▶ _PAGE EXTRACT_
========================================================================

In response, Mr. St. Germain admits that his request for damages for being
excluded from the Home was not pled in the petition for partition by licitation or in
his reconventional demand, but he argues that this damage claim was sufficiently
pled in his pre-trial memorandum, reply, and descriptive list to give Ms. St.
Germain notice of his claim.
As this claim involves legal issues—whether the district court erred in
overruling Ms. St. Germain’s objection to the admissibility of evidence to support
Mr. St. Germain’s claim for damages and whether the damages were properly
pled—the de novo standard of review is applicable. Hankton, 19-0557, p. 5, 294
So.3d at 30.
The objection
11
At trial, on direct-examination, Mr. St. Germain testified that in May 2008,
he requested, via an e-mail, “keys to the home so I could enjoy use of it, and it was
denied.” Counsel for Ms. St. Germain objected, stating:
Your Honor, objection to this line of questioning. Mr. St.
Germain made an affirmative defense in this court that he was
claiming that Ms. St. Germain had use and occupancy and that he had
reserved his right to rental, and he’s never amended that affirmative
defense. And I don’t believe that he can move and change what he’s
arguing now and that is what we prepared for. . . . I don’t think you
can expand the petition or expand your answer or request stuff that
you’ve never requested in a hearing.
Counsel for Mr. St. Germain responded:
I filed a pretrial memorandum which addressed the issue of
damages, and that’s for the denial of the use of property. To sit there
and say that doesn’t amount to an amendment of the petition is
inaccurate. She was placed on notice that I was arguing the damages.

========================================================================

▶ _PROVIDED RECORDS_

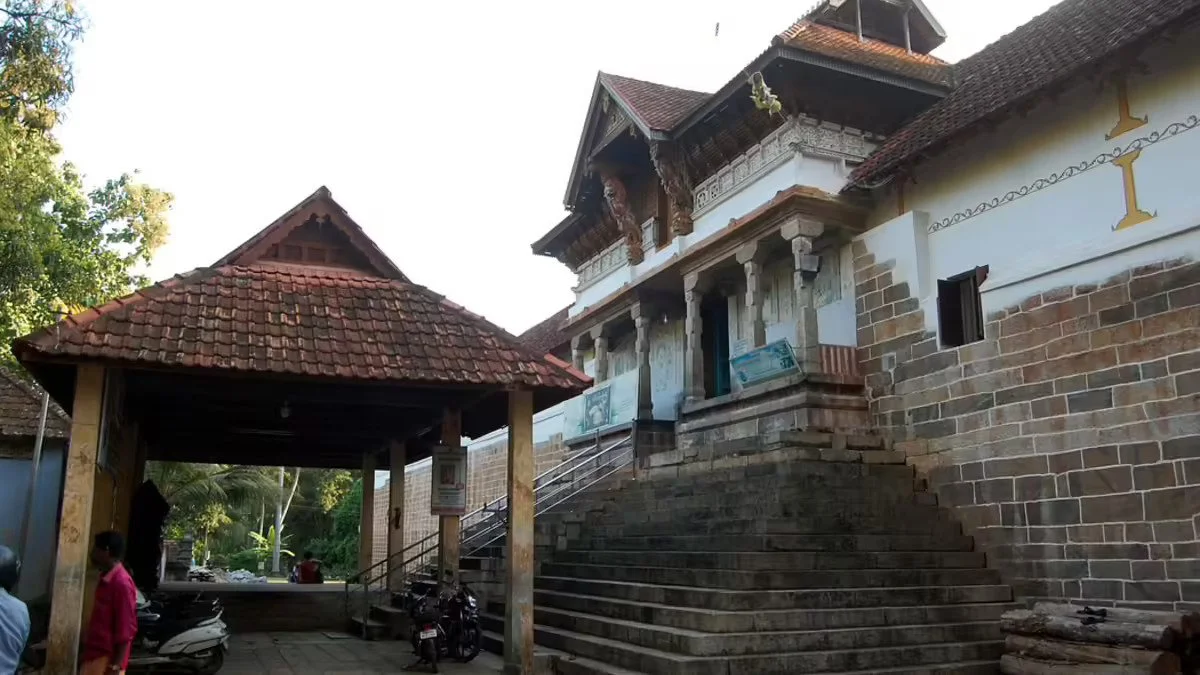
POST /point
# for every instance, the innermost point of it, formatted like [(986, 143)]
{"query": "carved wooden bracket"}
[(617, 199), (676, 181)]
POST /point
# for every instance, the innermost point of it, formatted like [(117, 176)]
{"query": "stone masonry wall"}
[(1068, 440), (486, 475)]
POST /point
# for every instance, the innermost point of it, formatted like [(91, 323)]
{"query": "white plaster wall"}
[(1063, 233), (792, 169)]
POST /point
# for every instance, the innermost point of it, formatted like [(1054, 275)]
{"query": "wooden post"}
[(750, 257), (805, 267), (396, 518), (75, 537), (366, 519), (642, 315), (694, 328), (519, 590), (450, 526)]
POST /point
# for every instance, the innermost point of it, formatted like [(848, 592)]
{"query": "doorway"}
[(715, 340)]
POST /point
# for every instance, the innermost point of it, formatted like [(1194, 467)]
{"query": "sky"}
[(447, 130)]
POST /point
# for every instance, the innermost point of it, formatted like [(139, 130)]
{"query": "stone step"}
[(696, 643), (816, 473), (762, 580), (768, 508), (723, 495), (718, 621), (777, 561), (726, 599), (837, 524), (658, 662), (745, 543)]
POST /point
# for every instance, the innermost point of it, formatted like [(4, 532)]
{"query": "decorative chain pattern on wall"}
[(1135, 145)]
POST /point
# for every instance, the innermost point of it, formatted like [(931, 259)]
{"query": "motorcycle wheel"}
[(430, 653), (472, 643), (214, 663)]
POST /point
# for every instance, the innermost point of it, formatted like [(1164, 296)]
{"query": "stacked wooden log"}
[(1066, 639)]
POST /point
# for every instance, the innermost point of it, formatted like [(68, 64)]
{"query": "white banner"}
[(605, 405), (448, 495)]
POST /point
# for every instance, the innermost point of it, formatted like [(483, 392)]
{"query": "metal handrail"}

========================================================================

▶ _WRITTEN PROBLEM_
Reproduce the court excerpt, everything from "As this claim" down to "So.3d at 30.", swapping "district court" for "trial court". The records are not relevant here.

▶ _IN RESPONSE_
As this claim involves legal issues—whether the trial court erred in
overruling Ms. St. Germain’s objection to the admissibility of evidence to support
Mr. St. Germain’s claim for damages and whether the damages were properly
pled—the de novo standard of review is applicable. Hankton, 19-0557, p. 5, 294
So.3d at 30.